Aim of the exercise:
Reproduce the records word for word, apart from the images they contain.

Records from a collection

+ + + + + + +

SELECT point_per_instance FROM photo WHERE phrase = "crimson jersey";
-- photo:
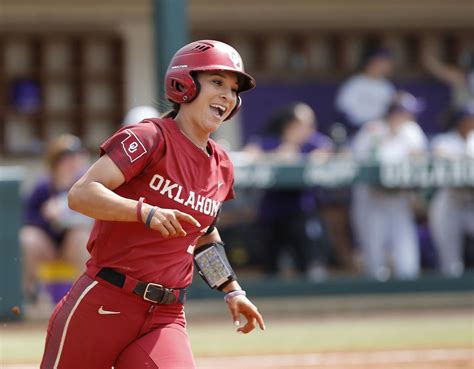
(164, 166)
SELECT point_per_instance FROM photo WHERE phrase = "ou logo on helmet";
(235, 59)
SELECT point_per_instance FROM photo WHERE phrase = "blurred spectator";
(138, 113)
(384, 217)
(51, 229)
(451, 212)
(460, 76)
(288, 217)
(366, 96)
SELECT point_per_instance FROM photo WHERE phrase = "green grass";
(314, 334)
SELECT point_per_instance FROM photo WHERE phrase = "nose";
(229, 95)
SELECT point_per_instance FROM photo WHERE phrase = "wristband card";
(212, 267)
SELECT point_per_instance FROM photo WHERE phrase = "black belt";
(151, 292)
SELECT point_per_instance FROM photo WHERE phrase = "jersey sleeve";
(231, 193)
(132, 147)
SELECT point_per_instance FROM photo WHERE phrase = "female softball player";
(155, 193)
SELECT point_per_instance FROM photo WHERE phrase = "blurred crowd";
(312, 232)
(390, 233)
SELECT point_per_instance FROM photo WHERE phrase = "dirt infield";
(413, 359)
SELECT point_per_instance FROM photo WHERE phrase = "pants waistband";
(151, 292)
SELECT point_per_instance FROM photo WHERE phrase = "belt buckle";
(147, 291)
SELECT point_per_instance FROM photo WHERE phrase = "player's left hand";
(242, 305)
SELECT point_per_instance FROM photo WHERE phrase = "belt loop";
(130, 284)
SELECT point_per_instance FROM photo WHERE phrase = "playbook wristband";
(150, 216)
(230, 295)
(139, 209)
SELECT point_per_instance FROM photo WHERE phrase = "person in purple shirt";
(289, 217)
(51, 230)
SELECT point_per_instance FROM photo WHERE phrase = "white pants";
(384, 225)
(451, 216)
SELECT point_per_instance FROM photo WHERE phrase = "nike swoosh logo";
(101, 311)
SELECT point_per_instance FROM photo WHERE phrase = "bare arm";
(93, 196)
(239, 304)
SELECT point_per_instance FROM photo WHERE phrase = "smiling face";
(215, 101)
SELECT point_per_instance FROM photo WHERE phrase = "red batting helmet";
(203, 55)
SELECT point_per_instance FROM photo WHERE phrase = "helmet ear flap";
(236, 108)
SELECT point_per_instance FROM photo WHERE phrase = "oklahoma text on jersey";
(174, 191)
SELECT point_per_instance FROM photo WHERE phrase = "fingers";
(166, 221)
(253, 317)
(249, 326)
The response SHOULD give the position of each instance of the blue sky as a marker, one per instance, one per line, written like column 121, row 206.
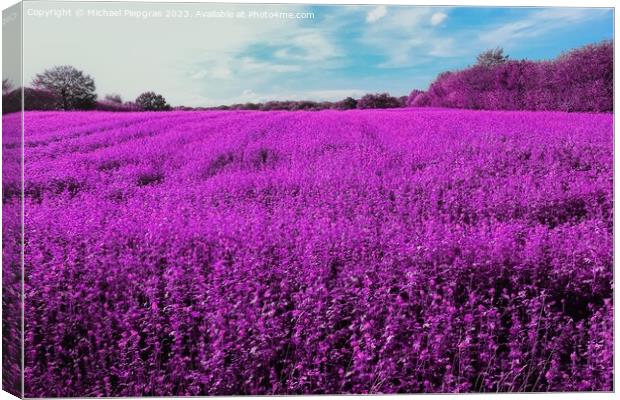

+ + + + + + +

The answer:
SELECT point_per_instance FROM photo WHERE phrase = "crimson jersey";
-- photo:
(164, 166)
SELECT point_per_instance FROM photo WHERE phrase = "ou logo on helmet";
(235, 59)
SELECT point_per_instance FROM photo WHERE phrase = "blurred spectator";
(138, 113)
(384, 217)
(51, 229)
(451, 212)
(460, 76)
(288, 217)
(366, 96)
SELECT point_per_instance FROM photo WHERE phrase = "green grass";
(314, 334)
SELECT point_per_instance FROM photo WHERE phrase = "nose";
(229, 95)
SELECT point_per_instance FROM photo WHERE phrase = "wristband card";
(212, 267)
SELECT point_per_instance FROM photo WHERE phrase = "black belt";
(151, 292)
SELECT point_per_instance FROM photo WHERE phrase = "jersey sleeve";
(231, 193)
(132, 147)
SELECT point_per_instance FROM photo WHERE phrase = "female softball player";
(155, 193)
SELECT point_per_instance FROM photo WHERE phrase = "blurred crowd";
(312, 232)
(390, 233)
SELECT point_per_instance FROM photo WHERE phrase = "dirt infield";
(413, 359)
SELECT point_per_instance FROM photo WHERE phrase = "pants waistband";
(151, 292)
SELECT point_per_instance FROM photo WHERE phrase = "belt buckle";
(147, 291)
SELECT point_per_instance FROM photo WHERE phrase = "player's left hand";
(242, 305)
SELECT point_per_instance FROM photo WHERE phrase = "belt loop";
(130, 284)
SELECT point_per_instance FROM photo WHERE phrase = "playbook wristband";
(150, 216)
(230, 295)
(139, 209)
SELECT point_per_instance FROM photo WHERE phrase = "person in purple shirt";
(289, 217)
(51, 230)
SELECT point_per_instance FROM photo WHERE phrase = "white pants";
(384, 225)
(451, 216)
SELECT point_per_instance FROM photo WHERE phrase = "nike swoosh logo";
(101, 311)
SELECT point_per_instance FROM photo WHERE phrase = "bare arm";
(93, 196)
(239, 304)
SELECT point_per_instance FROM photo WHERE phrase = "smiling face";
(215, 101)
SELECT point_per_instance FROM photo WHERE phrase = "red batting helmet";
(203, 55)
SELECT point_per_instance FROM photo WHERE phrase = "helmet ear flap";
(236, 108)
SELECT point_per_instance FROM photo WHERE phrase = "oklahoma text on jersey";
(174, 191)
SELECT point_per_instance FROM photo WHERE phrase = "fingers";
(166, 221)
(253, 317)
(249, 326)
The response SHOULD give the position of each instance of the blue sky as a marker, one per instance, one per line, written like column 121, row 206.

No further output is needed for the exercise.